## TEXTO FORNECIDO
☆ ☆ ☆ ☆ ☆ ☆ ☆

São Paulo, domingo, 07 de outubro de 2001

Texto Anterior | Próximo Texto | Índice

NO PLANALTO

Azede o domingo, descobrindo aqui o que é feito do seu dinheiro

JOSIAS DE SOUZA
DIRETOR DA SUCURSAL DE BRASÍLIA

Dinheiro, como se sabe, é aquilo que você se esfalfa para ganhar, a fim de entregar um naco à Receita Federal, que o transfere ao Tesouro Nacional, que se incumbe de fazê-lo chegar às mãos de dois tipos que abundam no Estado brasileiro: as pessoas que, não adestradas para usá-lo, o desperdiçam e as que, adestradas em demasia, o subtraem.
Num ou noutro caso, chega-se ao mesmo resultado: o dinheiro evapora. E você, entre boquiaberto e irritado, mantém os seus botões sob questionamento: "Onde diabos terá ido parar?".
O Tribunal de Contas da União acaba de concluir um trabalho que esboça a resposta. Em 3.000 páginas, listaram-se obras públicas inconclusas ou recém-concluídas, entre elas as que padecem de "irregularidades graves". O calhamaço é, ele próprio, exemplo de desperdício.

☆ ☆ ☆ ☆ ☆ ☆ ☆

## MATERIAL FORNECIDO
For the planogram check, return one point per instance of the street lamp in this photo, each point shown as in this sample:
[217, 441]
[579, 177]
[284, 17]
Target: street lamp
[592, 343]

☆ ☆ ☆ ☆ ☆ ☆ ☆

## EXERCÍCIO ESCRITO 1
Responda, com base no texto fornecido:
(a) Para qual órgão a Receita Federal transfere o dinheiro?
(b) Quantas páginas tem o trabalho concluído pelo Tribunal de Contas da União?
(c) Que resultado se obtém num ou noutro caso?
## EXERCÍCIO ESCRITO 2
Reproduza fielmente o trecho do texto fornecido que se inicia com as palavras "JOSIAS DE SOUZA" e se encerra com "exemplo de desperdício.".
Os itens formam um material à parte, independente do texto fornecido.

## SOLUÇÃO 1
(a) Para o Tesouro Nacional.
(b) 3.000 páginas.
(c) O dinheiro evapora.

## SOLUÇÃO 2
JOSIAS DE SOUZA
DIRETOR DA SUCURSAL DE BRASÍLIA

Dinheiro, como se sabe, é aquilo que você se esfalfa para ganhar, a fim de entregar um naco à Receita Federal, que o transfere ao Tesouro Nacional, que se incumbe de fazê-lo chegar às mãos de dois tipos que abundam no Estado brasileiro: as pessoas que, não adestradas para usá-lo, o desperdiçam e as que, adestradas em demasia, o subtraem.
Num ou noutro caso, chega-se ao mesmo resultado: o dinheiro evapora. E você, entre boquiaberto e irritado, mantém os seus botões sob questionamento: "Onde diabos terá ido parar?".
O Tribunal de Contas da União acaba de concluir um trabalho que esboça a resposta. Em 3.000 páginas, listaram-se obras públicas inconclusas ou recém-concluídas, entre elas as que padecem de "irregularidades graves". O calhamaço é, ele próprio, exemplo de desperdício.